• _Exercise directions_:
Please write out all the items below again, swapping "Aisle-audit" for "Shelf-audit" everywhere it appears and changing nothing else. Leave out the pictures.

***** Records to use

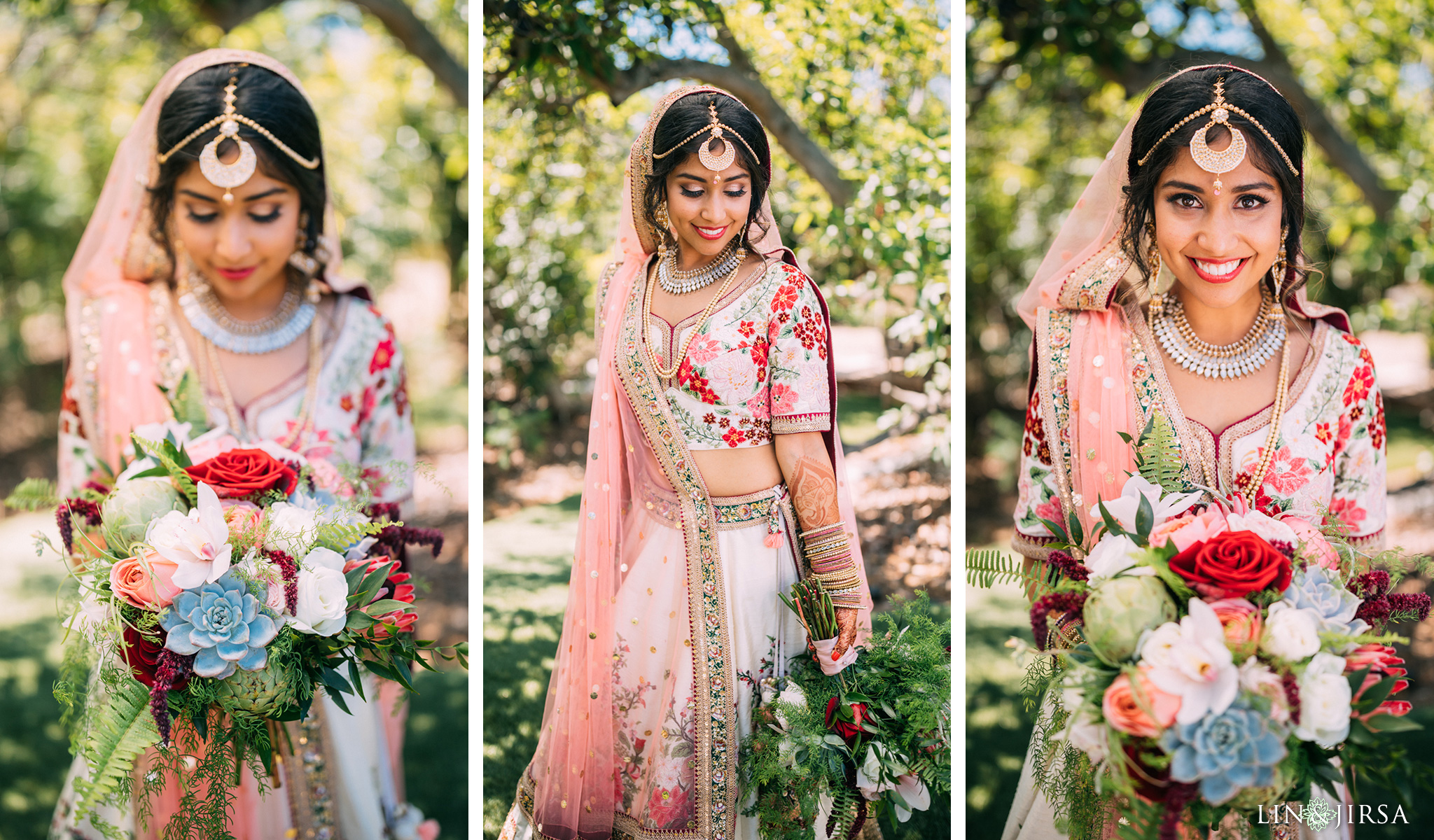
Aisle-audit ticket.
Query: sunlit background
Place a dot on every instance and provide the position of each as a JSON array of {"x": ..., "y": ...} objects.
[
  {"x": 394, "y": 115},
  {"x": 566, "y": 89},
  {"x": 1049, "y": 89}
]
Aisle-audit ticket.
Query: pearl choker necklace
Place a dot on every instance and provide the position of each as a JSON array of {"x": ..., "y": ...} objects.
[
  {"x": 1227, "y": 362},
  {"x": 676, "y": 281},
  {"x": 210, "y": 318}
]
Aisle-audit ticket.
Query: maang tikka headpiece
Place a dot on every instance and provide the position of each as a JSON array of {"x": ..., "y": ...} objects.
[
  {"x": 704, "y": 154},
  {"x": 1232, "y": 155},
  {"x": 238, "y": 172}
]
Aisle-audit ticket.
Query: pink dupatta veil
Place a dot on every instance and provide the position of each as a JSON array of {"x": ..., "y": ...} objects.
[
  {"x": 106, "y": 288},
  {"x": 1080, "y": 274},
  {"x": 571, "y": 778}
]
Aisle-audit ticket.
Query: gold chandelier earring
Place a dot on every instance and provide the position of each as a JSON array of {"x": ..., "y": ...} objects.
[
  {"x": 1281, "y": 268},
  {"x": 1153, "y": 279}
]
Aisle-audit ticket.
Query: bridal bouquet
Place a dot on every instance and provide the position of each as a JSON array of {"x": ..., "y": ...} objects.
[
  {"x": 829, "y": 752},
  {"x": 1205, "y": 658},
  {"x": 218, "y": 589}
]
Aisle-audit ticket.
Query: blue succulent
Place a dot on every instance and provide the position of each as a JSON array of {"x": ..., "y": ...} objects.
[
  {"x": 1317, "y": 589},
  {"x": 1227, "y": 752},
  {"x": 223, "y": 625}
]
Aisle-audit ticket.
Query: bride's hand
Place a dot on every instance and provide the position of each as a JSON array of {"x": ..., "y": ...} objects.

**********

• _Full answer_:
Shelf-audit ticket.
Query: sunlit background
Place a dot on every instance and provide the position of each as a JSON array of {"x": ..., "y": ...} objects.
[
  {"x": 394, "y": 115},
  {"x": 566, "y": 89},
  {"x": 1049, "y": 89}
]
Shelf-audit ticket.
Query: pearl choker necklace
Place a dot on every instance and provide the position of each as a JSON array of {"x": ..., "y": ...} objects.
[
  {"x": 1227, "y": 362},
  {"x": 676, "y": 281},
  {"x": 210, "y": 318}
]
Shelf-audit ticket.
Query: maang tikka headpiece
Place a dot on every instance and provide the position of each as a JSON array of {"x": ..., "y": ...} objects.
[
  {"x": 704, "y": 154},
  {"x": 1232, "y": 155},
  {"x": 238, "y": 172}
]
Shelf-audit ticket.
Query: pink dupatta veil
Place a dot on every instance and provide the position of each as a JSON array of {"x": ..., "y": ...} objects.
[
  {"x": 106, "y": 288},
  {"x": 1080, "y": 274},
  {"x": 571, "y": 778}
]
Shelf-audit ticket.
Query: gold chandelier earring
Place a dot on every instance and provide the position of each as a JSON array of {"x": ..., "y": ...} objects.
[
  {"x": 1281, "y": 268},
  {"x": 1153, "y": 279}
]
Shelf-audit ticket.
Query: bridal bouquet
Place a dot on every instance and provide the position of each as a JSON array of {"x": ..., "y": ...} objects.
[
  {"x": 829, "y": 752},
  {"x": 1205, "y": 658},
  {"x": 218, "y": 589}
]
Shelf-audit ticket.
Query: blue succulent
Place a dot on every instance and provide the position of each as a JSON array of {"x": ..., "y": ...} objects.
[
  {"x": 1317, "y": 589},
  {"x": 1227, "y": 752},
  {"x": 223, "y": 625}
]
Shelf-audit ticket.
Query: bride's hand
Place a dot on every instance and provide the position of each as a JSON array of {"x": ..., "y": ...} objects.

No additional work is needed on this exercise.